===== RECORDS FOR PROCESSING
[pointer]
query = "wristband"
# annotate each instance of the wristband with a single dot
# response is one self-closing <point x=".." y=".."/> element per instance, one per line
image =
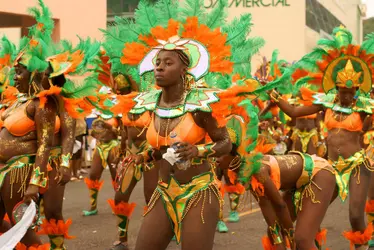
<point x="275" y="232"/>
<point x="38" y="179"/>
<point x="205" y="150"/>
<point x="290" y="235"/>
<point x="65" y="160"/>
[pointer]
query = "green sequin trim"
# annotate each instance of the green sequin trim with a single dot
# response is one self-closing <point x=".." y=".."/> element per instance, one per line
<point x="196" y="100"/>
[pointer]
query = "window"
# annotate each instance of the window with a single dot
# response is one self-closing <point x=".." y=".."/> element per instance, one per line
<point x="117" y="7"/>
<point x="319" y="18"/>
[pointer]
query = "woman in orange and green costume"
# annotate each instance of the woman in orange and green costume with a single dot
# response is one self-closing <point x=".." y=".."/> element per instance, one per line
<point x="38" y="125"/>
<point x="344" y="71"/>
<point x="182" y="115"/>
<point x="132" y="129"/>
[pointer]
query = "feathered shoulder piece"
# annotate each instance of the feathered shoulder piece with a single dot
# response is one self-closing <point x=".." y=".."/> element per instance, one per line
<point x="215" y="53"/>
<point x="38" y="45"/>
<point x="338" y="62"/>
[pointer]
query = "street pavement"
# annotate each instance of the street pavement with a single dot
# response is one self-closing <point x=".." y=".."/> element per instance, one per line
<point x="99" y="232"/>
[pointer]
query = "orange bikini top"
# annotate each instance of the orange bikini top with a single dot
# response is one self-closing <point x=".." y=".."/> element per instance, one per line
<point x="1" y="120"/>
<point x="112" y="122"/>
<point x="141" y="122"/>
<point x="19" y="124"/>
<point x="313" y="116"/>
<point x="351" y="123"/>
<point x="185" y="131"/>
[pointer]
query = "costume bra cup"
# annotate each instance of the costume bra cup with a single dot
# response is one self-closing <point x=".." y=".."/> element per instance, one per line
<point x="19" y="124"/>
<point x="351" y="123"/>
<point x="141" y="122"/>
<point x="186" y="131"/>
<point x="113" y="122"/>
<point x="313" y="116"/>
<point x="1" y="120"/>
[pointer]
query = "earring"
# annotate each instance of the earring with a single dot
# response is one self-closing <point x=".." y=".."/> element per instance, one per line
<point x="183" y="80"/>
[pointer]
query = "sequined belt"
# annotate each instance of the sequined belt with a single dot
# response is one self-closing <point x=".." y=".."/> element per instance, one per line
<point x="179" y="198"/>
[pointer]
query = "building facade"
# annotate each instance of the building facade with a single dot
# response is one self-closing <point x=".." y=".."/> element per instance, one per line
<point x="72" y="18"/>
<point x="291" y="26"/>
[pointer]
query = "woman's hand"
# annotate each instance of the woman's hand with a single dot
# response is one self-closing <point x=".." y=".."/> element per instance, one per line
==========
PROBLEM TO SOLVE: Give back each entry exactly as it appears, with no pictures.

TASK RESPONSE:
[pointer]
query = "wristband"
# annotate each instance of the wristband with a single dot
# response is one self-closing <point x=".." y=".."/> element per instance, one per line
image =
<point x="275" y="232"/>
<point x="38" y="179"/>
<point x="205" y="150"/>
<point x="290" y="235"/>
<point x="65" y="160"/>
[pointer]
query = "green sequin trim"
# annotate each instance of the green sequin trim with a single dot
# response is one self-closing <point x=".." y=".."/> element per instance, one per line
<point x="196" y="100"/>
[pointer]
query = "window"
# annotate each instance of the window with a single dot
# response is one self-closing <point x=".." y=".."/> element per instance, one per line
<point x="117" y="7"/>
<point x="319" y="18"/>
[pointer]
query = "woman in orange and green costume"
# annotate each instance of the woman in orange and green costume with a single dot
# response is one self-closing <point x=".." y=".."/> element per instance, one per line
<point x="38" y="125"/>
<point x="344" y="71"/>
<point x="182" y="115"/>
<point x="132" y="129"/>
[pointer]
query = "feathered shoulder piece"
# annotate each instance of the feathered shoulder piece with a single dot
# response is one self-closing <point x=".." y=".."/> element per instance, one per line
<point x="215" y="53"/>
<point x="38" y="45"/>
<point x="338" y="62"/>
[pointer]
query = "street pavement"
# annotate each instance of the street pavement with a single dot
# response is one self-closing <point x=".." y=".."/> element per instance, one per line
<point x="99" y="232"/>
[pointer]
query = "orange bikini top"
# annotate each instance of the orange bikini top with a single dot
# response is one self-closing <point x=".." y=".."/> element per instance, one per line
<point x="1" y="120"/>
<point x="112" y="122"/>
<point x="141" y="122"/>
<point x="19" y="124"/>
<point x="313" y="116"/>
<point x="351" y="123"/>
<point x="185" y="131"/>
[pointer]
query = "costume bra cup"
# annotate each instance of the costume bra cup with a single dot
# response is one self-closing <point x=".." y=".."/> element per instance, one per line
<point x="19" y="124"/>
<point x="351" y="123"/>
<point x="141" y="122"/>
<point x="186" y="131"/>
<point x="113" y="122"/>
<point x="313" y="116"/>
<point x="1" y="120"/>
[pointer]
query = "earring"
# annotate each instance of the earring with a single dot
# response is one self-closing <point x=".." y=".."/> element per instance, one per line
<point x="183" y="80"/>
[pointer]
query = "sequined belt"
# annotate each instance of the sequined belt with a single dot
# response is one self-closing <point x=".." y=".."/> element per instance, one per line
<point x="179" y="198"/>
[pointer]
query = "building facade"
# annotate each instance of the building facade with a single dot
# response is one self-closing <point x=".." y=".."/> element per instance, one per line
<point x="72" y="18"/>
<point x="291" y="26"/>
[pointer]
query = "woman's hand"
# annotate each instance of the woman's hand with a single dot
# response is one self-closing <point x=".." y=".."/> element per instance, one per line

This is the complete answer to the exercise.